• [YOUR GOAL]:
Can you summarize the GPU programming text in two sentences?
----- TEXT SHOWN -----
GPU programming
How to actually make the GPU do work — the languages, libraries and frameworks for writing compute kernels. Each library below has its own page with install steps and a complete, runnable example. Start with the one that matches your hardware and language.
Core libraries
CUDA
NVIDIA's parallel computing platform and the de-facto standard for GPU compute. The richest ecosystem — cuDNN, cuBLAS, CUTLASS, Nsight tooling — and the target every major ML framework optimises for first.
ROCm / HIP
AMD's open compute stack. HIP is a thin C++ runtime that mirrors the CUDA API almost one-to-one, so CUDA code ports with hipify and the same source compiles for AMD or NVIDIA. PyTorch and TensorFlow ship ROCm builds.
----- RECORDED DATA -----
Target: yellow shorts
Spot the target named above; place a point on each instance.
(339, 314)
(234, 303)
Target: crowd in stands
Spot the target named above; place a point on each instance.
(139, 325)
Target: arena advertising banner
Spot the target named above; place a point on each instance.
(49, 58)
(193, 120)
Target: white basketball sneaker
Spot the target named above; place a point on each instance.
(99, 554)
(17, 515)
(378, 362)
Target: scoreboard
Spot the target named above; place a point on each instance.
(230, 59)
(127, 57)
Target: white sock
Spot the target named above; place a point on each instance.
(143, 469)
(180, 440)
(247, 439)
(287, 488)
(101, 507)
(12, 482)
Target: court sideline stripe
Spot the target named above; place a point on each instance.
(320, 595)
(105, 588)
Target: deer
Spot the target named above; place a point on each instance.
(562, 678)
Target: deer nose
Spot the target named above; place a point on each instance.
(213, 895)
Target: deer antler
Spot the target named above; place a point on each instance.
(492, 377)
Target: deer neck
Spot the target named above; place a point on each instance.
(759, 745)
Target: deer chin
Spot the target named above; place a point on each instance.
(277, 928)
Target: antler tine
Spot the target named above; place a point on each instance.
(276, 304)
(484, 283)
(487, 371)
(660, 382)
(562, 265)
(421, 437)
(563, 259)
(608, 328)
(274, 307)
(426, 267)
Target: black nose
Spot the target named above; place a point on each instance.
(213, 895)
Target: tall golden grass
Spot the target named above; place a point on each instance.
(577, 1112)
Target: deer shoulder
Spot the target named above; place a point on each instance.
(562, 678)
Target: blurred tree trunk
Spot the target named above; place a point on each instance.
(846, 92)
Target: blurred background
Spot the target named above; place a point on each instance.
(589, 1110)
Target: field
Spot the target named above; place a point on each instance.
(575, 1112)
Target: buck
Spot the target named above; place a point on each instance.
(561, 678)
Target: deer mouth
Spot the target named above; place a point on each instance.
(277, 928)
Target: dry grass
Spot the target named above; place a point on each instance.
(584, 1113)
-----
• [RESPONSE TO THIS EXERCISE]:
The text covers languages, libraries and frameworks for writing GPU compute kernels, noting that each library has its own page with install steps and a complete, runnable example. It presents CUDA as NVIDIA's de-facto standard with the richest ecosystem, and ROCm/HIP as AMD's open compute stack, whose HIP runtime mirrors the CUDA API almost one-to-one so that CUDA code ports with hipify.